Cosa farà la Cina nel Pacifico su commercio, dati e sicurezza

La Cina vuole proporre alle isole del Pacifico un accordo sulla sicurezza, il commercio e i dati. Gli Stati Uniti criticano la mossa, e la Micronesia invita la regione a rifiutare l'offerta cinese per evitare una nuova "Guerra fredda". Tutti i dettagli

Giovedì il ministro degli Esteri cinese Wang Yi è arrivato nelle Isole Salomone, prima tappa di un viaggio regionale più ampio, che durerà fino al 4 giugno e che lo porterà in altre sette nazioni insulari del Pacifico: Kiribati, Samoa, Figi, Tonga, Vanuatu, Papua Nuova Guinea e Timor-Est. La scelta di aprire con una visita a Honiara non è ovviamente casuale: le Salomone – un arcipelago nell’oceano Pacifico meridionale – hanno recentemente firmato un patto sulla sicurezza con Pechino che gli Stati Uniti e i loro alleati asiatici-oceanici hanno accolto con allarme, temendo che il paese si trasformi in una postazione armata per le imbarcazioni cinesi.

Il tour di Wang è una risposta evidente al primo viaggio di Joe Biden in Asia, tutto rivolto al contenimento della Cina. Il presidente americano ha annunciato infatti un piano economico per l’Indo-Pacifico e si è riunito con i membri del Quad (il quadrilatero securitario con Australia, Giappone e India), che hanno lanciato un’iniziativa satellitare per il monitoraggio delle milizie navali travestite da pescherecci. Vanuatu e le Salomone ospiteranno due centri di condivisione delle informazioni raccolte dai satelliti: il ministro cinese visiterà entrambe.

COSA VUOLE FARE LA CINA NEL PACIFICO

Nel Pacifico la diplomazia di Pechino non si limiterà a stringere mani (o, meglio, a salutare con i gomiti).

La settimana prossima Wang Yi terrà alle Figi un vertice con i ministri degli Esteri di una decina di isole, durante il quale – così riportano delle bozze di documenti ottenuti da Reuters – presenterà un ampio accordo sulla sicurezza, il commercio e i dati. Nota come Visione di sviluppo comune tra la Cina e i paesi insulari del Pacifico, l’iniziativa copre tantissimi temi: la collaborazione sulla sicurezza “tradizionale e non”; l’addestramento dei corpi di polizia e il potenziamento della capacità di applicazione della legge; la cooperazione sulle reti dati; l’istituzione di un’area di libero scambio tra la Cina e il Pacifico; il sostegno contro i cambiamenti climatici.

★ ★ ★ ★

COMPITO ASSEGNATO 1 ▸
Puoi trascrivere dal brano sulla Cina nel Pacifico la parte che si apre con le parole contenenti "Il tour di Wang" e si chiude con "cinese visiterà entrambe."?
COMPITO ASSEGNATO 2 ▸
Come si traduce in inglese questa frase del brano sulla Cina nel Pacifico: "Nel Pacifico la diplomazia di Pechino non si limiterà a stringere mani (o, meglio, a salutare con i gomiti)."?
COMPITO ASSEGNATO 3 ▸
Puoi portare avanti il brano sulla Cina nel Pacifico a partire dalla sua ultima frase?
Il materiale non ha alcun legame con il brano.

★ ★ ★ ★

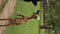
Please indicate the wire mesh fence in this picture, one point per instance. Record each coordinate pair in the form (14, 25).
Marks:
(51, 16)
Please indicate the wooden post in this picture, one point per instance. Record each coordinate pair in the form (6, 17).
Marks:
(6, 13)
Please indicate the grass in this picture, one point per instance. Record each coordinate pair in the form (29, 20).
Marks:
(31, 27)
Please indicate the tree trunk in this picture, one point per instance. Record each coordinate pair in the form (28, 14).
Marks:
(6, 13)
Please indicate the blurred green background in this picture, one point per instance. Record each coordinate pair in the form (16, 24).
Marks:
(32, 26)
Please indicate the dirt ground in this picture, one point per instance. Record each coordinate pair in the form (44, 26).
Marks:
(6, 13)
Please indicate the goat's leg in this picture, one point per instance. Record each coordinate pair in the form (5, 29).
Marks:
(20, 15)
(37, 12)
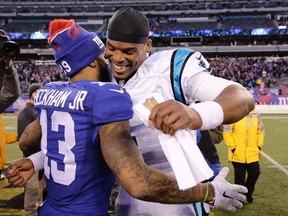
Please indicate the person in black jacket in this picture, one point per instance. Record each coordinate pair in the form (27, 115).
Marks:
(33, 187)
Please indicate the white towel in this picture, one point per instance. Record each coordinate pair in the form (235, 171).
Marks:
(181, 150)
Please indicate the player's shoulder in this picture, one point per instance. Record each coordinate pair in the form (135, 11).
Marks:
(58, 84)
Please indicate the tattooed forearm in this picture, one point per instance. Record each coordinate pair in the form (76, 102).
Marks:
(139, 180)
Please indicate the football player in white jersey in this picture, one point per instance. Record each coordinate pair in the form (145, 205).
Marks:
(86, 142)
(181, 74)
(230, 203)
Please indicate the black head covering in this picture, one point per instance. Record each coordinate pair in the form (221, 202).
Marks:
(32, 89)
(3, 36)
(128, 25)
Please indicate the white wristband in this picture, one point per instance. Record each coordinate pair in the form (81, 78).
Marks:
(211, 114)
(38, 160)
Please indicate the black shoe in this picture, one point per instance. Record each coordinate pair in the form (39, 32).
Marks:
(249, 198)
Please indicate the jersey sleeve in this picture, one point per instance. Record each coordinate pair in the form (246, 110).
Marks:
(111, 104)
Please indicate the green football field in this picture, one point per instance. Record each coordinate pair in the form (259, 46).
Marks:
(270, 196)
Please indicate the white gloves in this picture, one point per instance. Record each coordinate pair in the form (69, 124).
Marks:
(228, 196)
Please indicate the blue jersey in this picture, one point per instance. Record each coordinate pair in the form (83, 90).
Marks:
(71, 114)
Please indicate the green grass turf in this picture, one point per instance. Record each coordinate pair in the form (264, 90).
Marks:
(270, 196)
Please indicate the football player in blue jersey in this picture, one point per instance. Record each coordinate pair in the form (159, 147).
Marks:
(86, 141)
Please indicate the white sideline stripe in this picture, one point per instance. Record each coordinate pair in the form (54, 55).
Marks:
(282, 168)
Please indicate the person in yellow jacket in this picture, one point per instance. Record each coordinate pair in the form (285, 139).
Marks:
(5, 138)
(244, 140)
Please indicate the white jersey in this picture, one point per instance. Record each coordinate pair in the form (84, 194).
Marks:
(153, 76)
(176, 76)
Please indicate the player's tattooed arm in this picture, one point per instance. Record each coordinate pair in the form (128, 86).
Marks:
(139, 180)
(31, 136)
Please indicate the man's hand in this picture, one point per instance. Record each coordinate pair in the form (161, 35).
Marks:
(228, 196)
(19, 172)
(170, 116)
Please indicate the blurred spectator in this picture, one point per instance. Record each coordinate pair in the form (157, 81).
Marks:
(244, 140)
(9, 83)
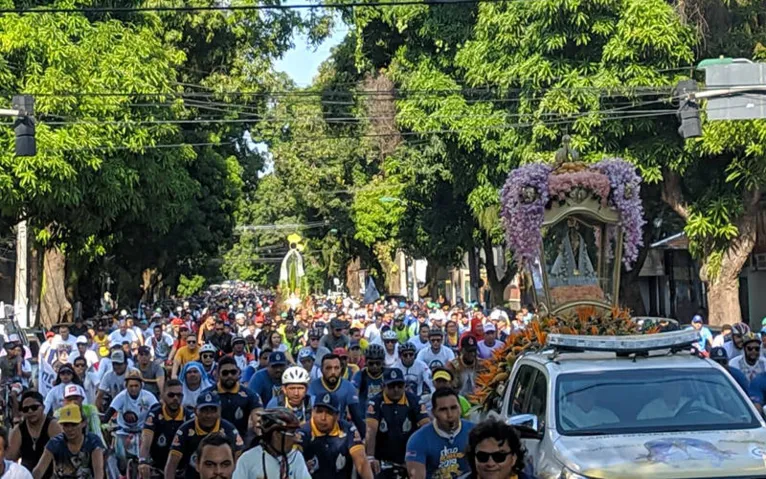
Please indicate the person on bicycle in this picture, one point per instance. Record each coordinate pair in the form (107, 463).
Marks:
(369, 381)
(74, 453)
(392, 417)
(239, 405)
(417, 375)
(294, 397)
(161, 424)
(276, 456)
(207, 421)
(28, 439)
(331, 447)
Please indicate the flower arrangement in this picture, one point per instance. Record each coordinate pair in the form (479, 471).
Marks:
(531, 188)
(587, 321)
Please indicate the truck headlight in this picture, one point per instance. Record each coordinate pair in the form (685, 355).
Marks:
(567, 474)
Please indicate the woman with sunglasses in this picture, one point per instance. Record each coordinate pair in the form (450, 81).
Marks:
(495, 452)
(28, 439)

★ ★ ★ ★

RISULTATO 1 ▸
Il tour di Wang è una risposta evidente al primo viaggio di Joe Biden in Asia, tutto rivolto al contenimento della Cina. Il presidente americano ha annunciato infatti un piano economico per l’Indo-Pacifico e si è riunito con i membri del Quad (il quadrilatero securitario con Australia, Giappone e India), che hanno lanciato un’iniziativa satellitare per il monitoraggio delle milizie navali travestite da pescherecci. Vanuatu e le Salomone ospiteranno due centri di condivisione delle informazioni raccolte dai satelliti: il ministro cinese visiterà entrambe.

RISULTATO 2 ▸
In the Pacific, Beijing's diplomacy will not stop at shaking hands (or, rather, at greeting with elbows).

RISULTATO 3 ▸
Il piano è notevole non solo perché vasto, ma anche perché segnala forse un mutamento d’approccio della Cina alle relazioni con gli altri stati: finora ha infatti preferito il bilateralismo al multilateralismo.

La notizia ha ovviamente innescato la reazione preoccupata degli Stati Uniti. Il portavoce del dipartimento di Stato, Ned Price, ha detto che il Pacifico rischia di essere coinvolto in accordi negoziati in fretta e con scarsa trasparenza, e che affidarsi alla Cina per la sicurezza alimenterà le tensioni nella regione e a livello internazionale.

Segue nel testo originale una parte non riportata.